Task a ::
Could you set down the process management page in full, word for word?

Page text ::
* * *
Skip to content

Process Management

Overview

Process management is fundamental to understanding how Linux runs programs and allocates system resources.

Process vs Thread

Process

A process is an instance of a running program with its own isolated memory space.

Characteristics:

  • Independent memory space: Cannot directly access other processes' memory
  • Own resources: File descriptors, signal handlers, process ID
  • Heavy creation: fork() copies entire memory space (COW optimized)
  • Security boundary: Isolated for safety
  • Context switch overhead: Must save/restore page tables, TLB flush

Thread

A thread is a unit of execution within a process that shares the process's resources.

Characteristics:

  • Shared memory: All threads see same address space
  • Shared resources: File descriptors, signal handlers, heap
  • Private stack: Each thread has its own stack
  • Lightweight: Fast creation, minimal overhead
  • Context switch: Faster, no TLB flush needed

Comparison

Feature Process Thread
Memory space Separate Shared
Creation time ~100μs ~10μs
Communication IPC needed Direct memory access
Safety Isolated Can corrupt each other
Resources Independent Shared
Context switch Expensive Cheap

When to Use

Use Processes:

  • Need isolation/security
  • Running untrusted code
  • Want crash isolation
  • Different programs

Use Threads:

  • Shared state needed
  • Parallel computation
  • Performance critical
  • Single application

Process States

A process transitions through various states during its lifetime.

State Diagram

stateDiagram-v2
    [*] --> Ready: fork()
* * *
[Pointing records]

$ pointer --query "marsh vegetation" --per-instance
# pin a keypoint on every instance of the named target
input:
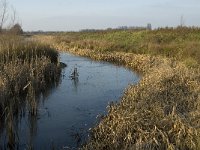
(162, 110)
(26, 70)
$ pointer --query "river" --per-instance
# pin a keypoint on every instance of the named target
(69, 110)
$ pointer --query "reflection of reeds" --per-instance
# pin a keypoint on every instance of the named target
(26, 70)
(161, 111)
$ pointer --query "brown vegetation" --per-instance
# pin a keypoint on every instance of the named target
(162, 110)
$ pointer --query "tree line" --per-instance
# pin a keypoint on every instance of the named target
(8, 19)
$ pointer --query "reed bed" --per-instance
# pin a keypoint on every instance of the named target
(27, 69)
(161, 112)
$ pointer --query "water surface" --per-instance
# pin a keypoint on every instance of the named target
(67, 112)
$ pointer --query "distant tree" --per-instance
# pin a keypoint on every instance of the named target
(16, 29)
* * *
Task b ::
Can you output every line of the pointing records above as a JSON list of strings, one string per line, with blank lines and the pictures left out?

Task solution a ::
Skip to content

Process Management

Overview

Process management is fundamental to understanding how Linux runs programs and allocates system resources.

Process vs Thread

Process

A process is an instance of a running program with its own isolated memory space.

Characteristics:

  • Independent memory space: Cannot directly access other processes' memory
  • Own resources: File descriptors, signal handlers, process ID
  • Heavy creation: fork() copies entire memory space (COW optimized)
  • Security boundary: Isolated for safety
  • Context switch overhead: Must save/restore page tables, TLB flush

Thread

A thread is a unit of execution within a process that shares the process's resources.

Characteristics:

  • Shared memory: All threads see same address space
  • Shared resources: File descriptors, signal handlers, heap
  • Private stack: Each thread has its own stack
  • Lightweight: Fast creation, minimal overhead
  • Context switch: Faster, no TLB flush needed

Comparison

Feature Process Thread
Memory space Separate Shared
Creation time ~100μs ~10μs
Communication IPC needed Direct memory access
Safety Isolated Can corrupt each other
Resources Independent Shared
Context switch Expensive Cheap

When to Use

Use Processes:

  • Need isolation/security
  • Running untrusted code
  • Want crash isolation
  • Different programs

Use Threads:

  • Shared state needed
  • Parallel computation
  • Performance critical
  • Single application

Process States

A process transitions through various states during its lifetime.

State Diagram

stateDiagram-v2
    [*] --> Ready: fork()

Task solution b ::
[
  "$ pointer --query \"marsh vegetation\" --per-instance",
  "# pin a keypoint on every instance of the named target",
  "input:",
  "(162, 110)",
  "(26, 70)",
  "$ pointer --query \"river\" --per-instance",
  "# pin a keypoint on every instance of the named target",
  "(69, 110)",
  "$ pointer --query \"reflection of reeds\" --per-instance",
  "# pin a keypoint on every instance of the named target",
  "(26, 70)",
  "(161, 111)",
  "$ pointer --query \"brown vegetation\" --per-instance",
  "# pin a keypoint on every instance of the named target",
  "(162, 110)",
  "$ pointer --query \"tree line\" --per-instance",
  "# pin a keypoint on every instance of the named target",
  "(8, 19)",
  "$ pointer --query \"reed bed\" --per-instance",
  "# pin a keypoint on every instance of the named target",
  "(27, 69)",
  "(161, 112)",
  "$ pointer --query \"water surface\" --per-instance",
  "# pin a keypoint on every instance of the named target",
  "(67, 112)",
  "$ pointer --query \"distant tree\" --per-instance",
  "# pin a keypoint on every instance of the named target",
  "(16, 29)"
]